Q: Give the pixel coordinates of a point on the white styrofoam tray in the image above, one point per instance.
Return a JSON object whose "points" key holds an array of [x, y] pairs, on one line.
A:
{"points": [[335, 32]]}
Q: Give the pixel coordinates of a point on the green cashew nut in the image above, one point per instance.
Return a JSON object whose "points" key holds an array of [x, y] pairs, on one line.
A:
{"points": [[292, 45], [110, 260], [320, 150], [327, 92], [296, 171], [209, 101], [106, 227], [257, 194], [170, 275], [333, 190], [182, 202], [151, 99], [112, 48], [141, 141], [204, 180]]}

--------------------

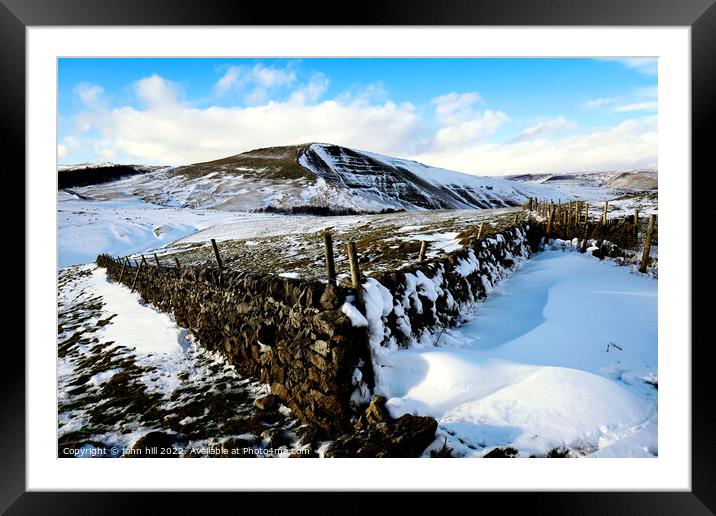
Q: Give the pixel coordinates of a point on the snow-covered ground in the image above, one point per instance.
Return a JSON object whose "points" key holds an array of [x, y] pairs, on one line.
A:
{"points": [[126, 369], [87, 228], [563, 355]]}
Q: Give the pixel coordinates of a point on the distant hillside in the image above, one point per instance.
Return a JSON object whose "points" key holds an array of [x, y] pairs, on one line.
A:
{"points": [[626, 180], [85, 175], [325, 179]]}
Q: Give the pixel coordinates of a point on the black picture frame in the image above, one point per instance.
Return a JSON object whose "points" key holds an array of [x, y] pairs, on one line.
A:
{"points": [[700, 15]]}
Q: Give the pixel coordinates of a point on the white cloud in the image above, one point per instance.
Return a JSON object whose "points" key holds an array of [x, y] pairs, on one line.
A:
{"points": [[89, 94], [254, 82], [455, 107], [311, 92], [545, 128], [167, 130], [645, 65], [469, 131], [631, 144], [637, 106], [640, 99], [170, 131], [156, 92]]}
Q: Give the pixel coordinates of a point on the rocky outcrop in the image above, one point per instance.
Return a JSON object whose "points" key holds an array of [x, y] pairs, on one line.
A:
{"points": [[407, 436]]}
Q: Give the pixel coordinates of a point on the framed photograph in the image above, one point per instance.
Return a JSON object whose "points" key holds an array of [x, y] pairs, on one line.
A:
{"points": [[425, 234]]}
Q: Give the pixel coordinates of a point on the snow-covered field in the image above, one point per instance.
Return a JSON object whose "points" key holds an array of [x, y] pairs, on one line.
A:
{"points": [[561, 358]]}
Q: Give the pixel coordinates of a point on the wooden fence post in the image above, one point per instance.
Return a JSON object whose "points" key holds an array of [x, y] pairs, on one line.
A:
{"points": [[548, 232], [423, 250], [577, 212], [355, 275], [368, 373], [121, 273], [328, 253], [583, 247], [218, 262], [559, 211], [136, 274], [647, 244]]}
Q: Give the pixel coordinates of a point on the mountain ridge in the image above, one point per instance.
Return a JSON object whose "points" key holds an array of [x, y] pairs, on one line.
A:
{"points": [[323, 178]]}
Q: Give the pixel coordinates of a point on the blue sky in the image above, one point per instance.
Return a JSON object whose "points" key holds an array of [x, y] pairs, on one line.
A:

--------------------

- [GOAL]: Gather each line in the listing above that contains the string "snow". Reproduce every such line in full.

- [OUTPUT OF THE EXERCISE]:
Q: Give the pixel coordinates of a point on the snow-covered ground in the image above, one point per instance.
Q: Give the pixel coordinates of a point on the snow-covered field in the image above, one point per instance.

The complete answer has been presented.